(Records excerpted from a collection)
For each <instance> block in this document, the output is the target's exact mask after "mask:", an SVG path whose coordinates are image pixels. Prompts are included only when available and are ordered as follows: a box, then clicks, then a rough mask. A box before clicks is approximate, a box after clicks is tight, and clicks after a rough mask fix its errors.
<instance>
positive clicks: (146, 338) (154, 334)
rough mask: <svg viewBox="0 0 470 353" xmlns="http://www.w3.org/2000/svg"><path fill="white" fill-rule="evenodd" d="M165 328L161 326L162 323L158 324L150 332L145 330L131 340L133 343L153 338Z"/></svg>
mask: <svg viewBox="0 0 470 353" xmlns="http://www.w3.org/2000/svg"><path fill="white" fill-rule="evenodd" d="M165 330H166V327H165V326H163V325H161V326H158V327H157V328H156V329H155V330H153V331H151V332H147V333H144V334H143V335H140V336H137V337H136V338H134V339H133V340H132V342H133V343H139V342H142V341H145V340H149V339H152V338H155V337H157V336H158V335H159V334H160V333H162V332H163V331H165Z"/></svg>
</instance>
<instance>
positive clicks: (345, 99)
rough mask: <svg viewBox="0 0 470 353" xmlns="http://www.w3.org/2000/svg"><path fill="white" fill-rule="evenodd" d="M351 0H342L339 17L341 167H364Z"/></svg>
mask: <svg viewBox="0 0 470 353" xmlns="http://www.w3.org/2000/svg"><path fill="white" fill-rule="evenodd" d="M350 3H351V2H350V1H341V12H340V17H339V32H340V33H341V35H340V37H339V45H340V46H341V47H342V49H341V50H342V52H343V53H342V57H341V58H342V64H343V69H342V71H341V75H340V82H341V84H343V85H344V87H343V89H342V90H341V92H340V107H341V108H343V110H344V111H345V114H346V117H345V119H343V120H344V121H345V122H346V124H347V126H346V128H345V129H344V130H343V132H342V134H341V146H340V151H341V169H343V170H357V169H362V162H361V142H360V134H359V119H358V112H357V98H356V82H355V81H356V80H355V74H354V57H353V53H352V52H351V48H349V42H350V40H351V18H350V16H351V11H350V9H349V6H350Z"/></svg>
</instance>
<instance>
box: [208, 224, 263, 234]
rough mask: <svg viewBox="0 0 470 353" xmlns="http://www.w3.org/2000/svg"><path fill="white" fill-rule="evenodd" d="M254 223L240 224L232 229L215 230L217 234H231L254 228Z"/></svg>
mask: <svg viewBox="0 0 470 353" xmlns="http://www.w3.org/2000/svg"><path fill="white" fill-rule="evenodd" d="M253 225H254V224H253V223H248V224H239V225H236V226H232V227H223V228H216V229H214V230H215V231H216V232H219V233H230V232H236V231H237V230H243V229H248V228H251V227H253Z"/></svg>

■ **Required work**:
Nothing but lines that contain "clicks" should appear in the answer. Copy each from the records.

■ **Answer to the exercise**:
For each <instance> block in this document, the output is the target's exact mask after "mask:", an SVG path whose coordinates are image pixels. Prompts are included only when available and are ordered as follows: a box, then clicks, then a rough mask. A box before clicks is approximate, a box after clicks is tight, and clicks after a rough mask fix its errors.
positive clicks: (146, 338) (154, 334)
positive clicks: (345, 99)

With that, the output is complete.